*** PROVIDED PASSAGE

Jairo Moreno

Wolf Humanities Center Penn Faculty Fellow

20192020 Forum on Kinship

Jairo Moreno

Associate Professor, Department of Music

Jairo Moreno is Associate Professor at the University of Pennsylvania, Department of Music. His work addresses the production of knowledge of music and the sonic in modernity from a historic-speculative perspective. He has written a major study of the history of listening in early modern and modern music theory and analysis, Musical Representations, Subjects, and Objects: The Construction of Musical Thought in Zarlino, Descartes, Rameau, and Weber(Indiana University Press, 2004). He is co-editor of the Oxford University Press series Critical Conjunctures in Music and Sound, and co-editor of Econophonia: Music, Value, and Forms of Life (Boundary 2, 2016).  He also writes at the intersection of aurality, the politics of aesthesis, and Latin-American popular music in the U.S during the long 20th century. His current project is entitled Syncopated Modernities: Musical Latin Americanisms in the U.S., 1978-2008 (forthcoming, U. of Chicago Press) an archival, critical, and ethnographic study of music’s precarious share in political practices during late capitalism. Most recently, he is researching aural practices and “empirical metaphysics” among midwives in the Colombian Pacific region and in Northeast Brazil. Awards include the Society for American Music 2005 Irving Lowens Article Award for Best Article (“Bauzá-Gillespie-Latin Jazz”), Whiting Fellowship in the Humanities (Yale), ACLS Fellowship (2009-2010), and National Humanities Center Fellowship (2012-2013). A former professional musician, he was bassist in five Grammy Award nominated recordings with the late Latin and Jazz percussionist Ray Barretto (Blue Note, EMI-France, Concord, Fania labels—1989-1997), and appeared in numerous other recordings.

******

*REQUIRED ACTION 1:*
Answer these questions from the faculty profile of Jairo Moreno:
(a) Which press published his 2004 study of the history of listening?
(b) Which percussionist did he record with as a bassist?
(c) In what years did he hold the ACLS Fellowship?
*REQUIRED ACTION 2:* Extend the faculty profile of Jairo Moreno, picking up right after its final sentence about his recordings.
The stored records play no part in these tasks.

*** SOURCE MATERIAL

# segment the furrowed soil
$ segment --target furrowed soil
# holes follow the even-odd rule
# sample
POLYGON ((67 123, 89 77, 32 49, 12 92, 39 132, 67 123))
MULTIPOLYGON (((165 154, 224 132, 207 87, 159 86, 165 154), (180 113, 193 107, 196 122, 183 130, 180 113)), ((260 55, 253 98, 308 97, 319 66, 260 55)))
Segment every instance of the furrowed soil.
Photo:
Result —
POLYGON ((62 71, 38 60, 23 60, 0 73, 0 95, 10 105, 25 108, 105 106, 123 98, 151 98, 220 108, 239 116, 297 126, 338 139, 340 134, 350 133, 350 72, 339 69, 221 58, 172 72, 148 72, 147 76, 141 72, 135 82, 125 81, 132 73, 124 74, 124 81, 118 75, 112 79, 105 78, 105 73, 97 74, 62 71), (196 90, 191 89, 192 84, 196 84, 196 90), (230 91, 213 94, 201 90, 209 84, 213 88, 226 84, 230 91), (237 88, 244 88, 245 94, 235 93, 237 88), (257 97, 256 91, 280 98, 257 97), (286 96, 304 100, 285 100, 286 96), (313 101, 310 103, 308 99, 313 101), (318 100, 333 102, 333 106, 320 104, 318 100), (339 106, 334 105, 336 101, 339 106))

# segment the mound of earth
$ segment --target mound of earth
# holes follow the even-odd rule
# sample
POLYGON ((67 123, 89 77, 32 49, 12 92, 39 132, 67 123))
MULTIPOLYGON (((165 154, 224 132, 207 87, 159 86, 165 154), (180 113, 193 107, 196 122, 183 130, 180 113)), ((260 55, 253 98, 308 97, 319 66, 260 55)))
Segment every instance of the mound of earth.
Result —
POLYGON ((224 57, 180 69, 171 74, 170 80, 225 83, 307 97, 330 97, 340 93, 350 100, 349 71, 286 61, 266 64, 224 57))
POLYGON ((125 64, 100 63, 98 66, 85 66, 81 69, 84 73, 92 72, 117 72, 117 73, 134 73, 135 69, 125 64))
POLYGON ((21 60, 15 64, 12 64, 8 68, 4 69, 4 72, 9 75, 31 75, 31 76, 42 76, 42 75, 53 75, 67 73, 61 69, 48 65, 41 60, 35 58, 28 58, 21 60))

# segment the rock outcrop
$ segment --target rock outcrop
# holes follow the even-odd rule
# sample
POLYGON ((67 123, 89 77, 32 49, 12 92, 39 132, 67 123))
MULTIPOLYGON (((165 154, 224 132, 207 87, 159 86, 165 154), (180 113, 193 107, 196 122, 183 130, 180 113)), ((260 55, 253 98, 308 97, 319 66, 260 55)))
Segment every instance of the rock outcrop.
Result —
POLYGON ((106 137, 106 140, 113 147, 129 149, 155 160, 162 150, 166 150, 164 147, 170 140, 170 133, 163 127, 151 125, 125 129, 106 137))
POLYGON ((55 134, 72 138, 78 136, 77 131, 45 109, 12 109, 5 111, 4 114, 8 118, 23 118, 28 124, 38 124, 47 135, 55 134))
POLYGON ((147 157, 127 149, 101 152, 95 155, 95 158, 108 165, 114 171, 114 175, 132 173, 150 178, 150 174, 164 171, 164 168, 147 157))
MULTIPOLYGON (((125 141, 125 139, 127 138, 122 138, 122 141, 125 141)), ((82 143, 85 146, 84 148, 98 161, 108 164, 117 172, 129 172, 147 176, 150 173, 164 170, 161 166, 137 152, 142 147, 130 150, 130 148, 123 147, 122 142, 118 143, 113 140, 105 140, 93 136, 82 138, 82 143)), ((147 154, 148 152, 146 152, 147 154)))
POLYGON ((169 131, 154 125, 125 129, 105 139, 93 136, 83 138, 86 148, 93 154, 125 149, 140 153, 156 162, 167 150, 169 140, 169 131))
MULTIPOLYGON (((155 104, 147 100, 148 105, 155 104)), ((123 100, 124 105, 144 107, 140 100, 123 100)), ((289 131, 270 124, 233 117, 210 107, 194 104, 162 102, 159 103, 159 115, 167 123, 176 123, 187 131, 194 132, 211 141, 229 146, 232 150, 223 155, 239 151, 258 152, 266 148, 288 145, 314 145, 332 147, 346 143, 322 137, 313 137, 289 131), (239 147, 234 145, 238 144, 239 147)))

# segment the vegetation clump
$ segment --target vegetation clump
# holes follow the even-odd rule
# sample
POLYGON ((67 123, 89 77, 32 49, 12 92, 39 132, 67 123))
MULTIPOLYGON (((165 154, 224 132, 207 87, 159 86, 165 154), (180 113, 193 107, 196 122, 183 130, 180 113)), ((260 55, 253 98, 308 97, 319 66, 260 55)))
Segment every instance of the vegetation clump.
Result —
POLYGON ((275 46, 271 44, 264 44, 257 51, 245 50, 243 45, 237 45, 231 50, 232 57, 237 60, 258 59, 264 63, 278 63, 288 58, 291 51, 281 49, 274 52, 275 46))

******

*TASK RESULT 1:*
(a) Indiana University Press
(b) Ray Barretto
(c) 2009-2010

*TASK RESULT 2:*
Aural Mutuality: Midwifery and Kinship Transformation

Marshall Sahlins defines kinship as “mutuality of being,” writing, “human birth is a semiotic function of a kinship order, rather than kinship a biological sequitur of birth.” Birth emerges as a signal event across which to establish or challenge kinship. Researching midwifery among the Pankararu (Northeastern Brazil) and in Afro-Colombian communities (Pacific Coast), my proposal explores: (i) Kinship as the transformation of alliances between ante-natal existents (midwives, fetuses, divinities) into post-natal mother-child binds; (ii) Emerging kin loyalties through particular aural perspectives that each existent attains in relation to another. Life cycles are embedded in relations of aural mutuality before other kinship modalities: Aurality constitutes the condition for the mutuality of being and ontological co-implication index, generating the time-space to experience transindividual qualities of kinship.